* [What to work on] Copy out every line below that contains the string "rear", matching case exactly.

* [Raw data]
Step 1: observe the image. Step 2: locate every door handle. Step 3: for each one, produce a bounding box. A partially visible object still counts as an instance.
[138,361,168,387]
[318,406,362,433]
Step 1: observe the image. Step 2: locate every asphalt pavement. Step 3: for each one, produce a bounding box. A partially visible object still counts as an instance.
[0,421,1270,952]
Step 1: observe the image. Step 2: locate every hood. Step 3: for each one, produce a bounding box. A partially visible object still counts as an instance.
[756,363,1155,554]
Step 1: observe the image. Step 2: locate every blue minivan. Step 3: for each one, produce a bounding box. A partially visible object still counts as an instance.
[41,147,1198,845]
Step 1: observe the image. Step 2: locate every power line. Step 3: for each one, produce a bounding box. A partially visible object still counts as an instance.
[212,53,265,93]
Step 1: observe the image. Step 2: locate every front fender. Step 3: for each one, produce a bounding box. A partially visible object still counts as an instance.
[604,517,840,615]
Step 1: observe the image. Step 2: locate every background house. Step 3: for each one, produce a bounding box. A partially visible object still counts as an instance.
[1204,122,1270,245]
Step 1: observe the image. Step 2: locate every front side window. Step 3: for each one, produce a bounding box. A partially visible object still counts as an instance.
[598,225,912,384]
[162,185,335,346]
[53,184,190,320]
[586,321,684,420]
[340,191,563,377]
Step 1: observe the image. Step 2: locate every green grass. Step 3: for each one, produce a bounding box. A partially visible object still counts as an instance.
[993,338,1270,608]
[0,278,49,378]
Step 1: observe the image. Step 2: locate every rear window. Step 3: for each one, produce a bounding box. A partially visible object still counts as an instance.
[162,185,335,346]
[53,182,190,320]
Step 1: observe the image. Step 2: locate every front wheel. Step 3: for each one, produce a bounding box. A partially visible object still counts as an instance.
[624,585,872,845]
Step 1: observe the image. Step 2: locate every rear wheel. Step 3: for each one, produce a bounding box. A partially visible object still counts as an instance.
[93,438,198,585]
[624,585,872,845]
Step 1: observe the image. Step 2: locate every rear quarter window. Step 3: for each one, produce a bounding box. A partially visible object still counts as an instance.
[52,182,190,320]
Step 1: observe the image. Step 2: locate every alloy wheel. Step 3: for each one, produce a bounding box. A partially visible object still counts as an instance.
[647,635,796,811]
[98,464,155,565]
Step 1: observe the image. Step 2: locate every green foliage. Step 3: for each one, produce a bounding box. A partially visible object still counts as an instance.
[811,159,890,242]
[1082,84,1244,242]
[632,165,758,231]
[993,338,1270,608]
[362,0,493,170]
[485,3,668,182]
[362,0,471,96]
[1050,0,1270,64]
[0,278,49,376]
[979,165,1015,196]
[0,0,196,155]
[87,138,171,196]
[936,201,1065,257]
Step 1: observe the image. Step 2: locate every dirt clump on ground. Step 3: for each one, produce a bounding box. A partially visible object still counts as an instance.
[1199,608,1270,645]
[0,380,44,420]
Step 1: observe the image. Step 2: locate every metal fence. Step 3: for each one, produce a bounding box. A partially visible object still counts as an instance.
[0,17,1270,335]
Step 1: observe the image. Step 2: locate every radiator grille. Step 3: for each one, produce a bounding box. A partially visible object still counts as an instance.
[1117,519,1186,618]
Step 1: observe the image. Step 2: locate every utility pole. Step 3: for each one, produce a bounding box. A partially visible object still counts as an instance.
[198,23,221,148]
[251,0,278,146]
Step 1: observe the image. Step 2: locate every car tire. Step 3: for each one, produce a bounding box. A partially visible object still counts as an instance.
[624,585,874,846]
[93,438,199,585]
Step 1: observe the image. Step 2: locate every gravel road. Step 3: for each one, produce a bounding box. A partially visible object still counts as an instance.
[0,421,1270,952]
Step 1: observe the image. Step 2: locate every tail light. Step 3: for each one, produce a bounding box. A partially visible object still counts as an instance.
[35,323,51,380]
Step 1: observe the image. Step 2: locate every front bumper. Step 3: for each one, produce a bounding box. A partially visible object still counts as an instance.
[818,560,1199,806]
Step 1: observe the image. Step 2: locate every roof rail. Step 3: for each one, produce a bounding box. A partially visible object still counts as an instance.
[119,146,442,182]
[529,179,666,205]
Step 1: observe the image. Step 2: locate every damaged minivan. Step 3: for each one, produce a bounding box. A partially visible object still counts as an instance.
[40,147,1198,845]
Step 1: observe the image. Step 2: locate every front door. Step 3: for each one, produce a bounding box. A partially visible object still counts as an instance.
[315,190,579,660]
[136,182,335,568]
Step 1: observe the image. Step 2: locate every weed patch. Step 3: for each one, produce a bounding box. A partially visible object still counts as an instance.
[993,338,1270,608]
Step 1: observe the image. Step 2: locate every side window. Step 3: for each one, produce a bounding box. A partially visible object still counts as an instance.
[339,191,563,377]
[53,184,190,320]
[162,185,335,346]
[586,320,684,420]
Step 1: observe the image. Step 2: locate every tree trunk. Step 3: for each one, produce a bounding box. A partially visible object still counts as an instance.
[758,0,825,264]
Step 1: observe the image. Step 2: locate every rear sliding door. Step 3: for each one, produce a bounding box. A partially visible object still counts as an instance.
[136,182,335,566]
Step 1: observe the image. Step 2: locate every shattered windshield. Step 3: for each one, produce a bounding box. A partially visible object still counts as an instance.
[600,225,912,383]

* [Task result]
Step 1: observe the image. Step 2: locate every rear window. Step 3: for each one, produce a bounding box. A partially visible object still counts as an instance.
Step 1: observe the image. Step 2: locate every rear wheel. Step 3: for each one, produce a bounding box. A partially visible object still counts as an instance.
Step 1: observe the image. Step 2: locate every rear quarter window. Step 3: for each one, produce a bounding box. A partially visible object still counts as an instance.
Step 1: observe the image. Step 2: locate every rear sliding door. Step 3: for each one, produce a bounding box. A partially visible object still counts as an instance.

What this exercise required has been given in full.